* start Source records *

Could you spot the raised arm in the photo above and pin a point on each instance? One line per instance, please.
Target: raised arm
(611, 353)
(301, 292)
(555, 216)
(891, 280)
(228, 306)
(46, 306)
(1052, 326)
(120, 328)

* end Source records *

§ Required task
Reproduce each of the records above line for line, without any alteration.

§ Answer to this problem
Could you spot the raised arm in the photo above and pin a point on each instance? One line per instance, please.
Target: raised arm
(611, 353)
(301, 292)
(555, 216)
(891, 280)
(228, 306)
(46, 306)
(1052, 326)
(120, 328)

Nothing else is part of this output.